>> START SELECTED TEXT

Another approach to the provision of zero-interest housing loans has been developed by the Dutch non-governmental organisation Aktie Strohalm (Last Straw Action) for use in the South African townships although it could well be applicable elsewhere. The townships suffer, amongst other things, from a shortage of houses and an almost non-existent local economy. This means that most residents with jobs have to travel to work outside the township and unemployment within it is high.

Several international agencies have offered funds to build houses and Aktie Strohalm was asked to suggest a way in which their construction could be used to develop the townships’ internal economies because if the aid funds are spent on hiring a contractor in the conventional way, he will almost certainly be from outside the township and bring all the necessary materials and labour in. The township would get new houses but nothing more. Part of Aktie Strohalm’s suggestion, which involves using a township credit union to run the project, reads as follows. As this book went to press, however, it seemed unlikely that the idea would be taken up.


The first step is that the credit union announces, with great fanfare, that it will make interest-free mortgages available to families wishing to purchase houses, shops or workshops on a development it is about to start. The announcement will add that the only people eligible for the new mortgages will be those who, by the time the first building units are finished: 1) have saved 10% (say) of the purchase price in special township tokens (TTs) which will be issued to pay the building contractor for his work. 2) are already resident in the township, and, 3) have a regular Rand savings account in credit with the credit union.

Contractors tendering for the first few units will be asked to price their bid in TTs and will be told that they can exchange the TTs at the credit union for 95% of their face value in Rands, if they so wish. However, if the publicity is successful, families wishing to qualify for an interest-free mortgage will be happy to buy the TTs from the builder at or above their face value in Rands. The public demand for them should also ensure that shops and building material suppliers will be prepared to accept them at face value in payment for goods and building materials and construction workers will consequently be able to accept them as wages. The credit union should be prepared to open special TT savings accounts, which would pay no interest but give depositors preference when the next batch of mortgages came to be issued. The credit union would never sell TTs for Rands, and would only accept repayment of the special mortgages in TTs, thus ensuring that there is a continuing demand for them.

>> END SELECTED TEXT

> _AIM OF THE TASK_: Reproduce the passage on township housing loans, starting at the words "Several international agencies" and stopping after the words "be taken up.".

>> START INFORMATION GIVEN

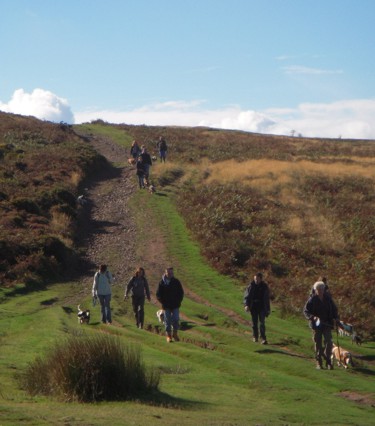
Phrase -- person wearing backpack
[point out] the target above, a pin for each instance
(101, 289)
(162, 145)
(322, 313)
(257, 302)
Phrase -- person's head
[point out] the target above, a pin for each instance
(258, 278)
(169, 272)
(323, 279)
(140, 272)
(319, 287)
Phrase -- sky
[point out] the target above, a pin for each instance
(287, 67)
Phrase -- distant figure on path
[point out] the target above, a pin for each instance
(139, 290)
(147, 162)
(135, 150)
(170, 294)
(141, 172)
(322, 314)
(257, 301)
(162, 145)
(101, 288)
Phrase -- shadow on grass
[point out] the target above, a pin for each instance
(162, 399)
(279, 352)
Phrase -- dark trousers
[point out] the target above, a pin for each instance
(258, 317)
(138, 303)
(323, 351)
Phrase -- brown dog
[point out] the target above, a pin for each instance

>> END INFORMATION GIVEN

> _WRITTEN REPLY_:
Several international agencies have offered funds to build houses and Aktie Strohalm was asked to suggest a way in which their construction could be used to develop the townships’ internal economies because if the aid funds are spent on hiring a contractor in the conventional way, he will almost certainly be from outside the township and bring all the necessary materials and labour in. The township would get new houses but nothing more. Part of Aktie Strohalm’s suggestion, which involves using a township credit union to run the project, reads as follows. As this book went to press, however, it seemed unlikely that the idea would be taken up.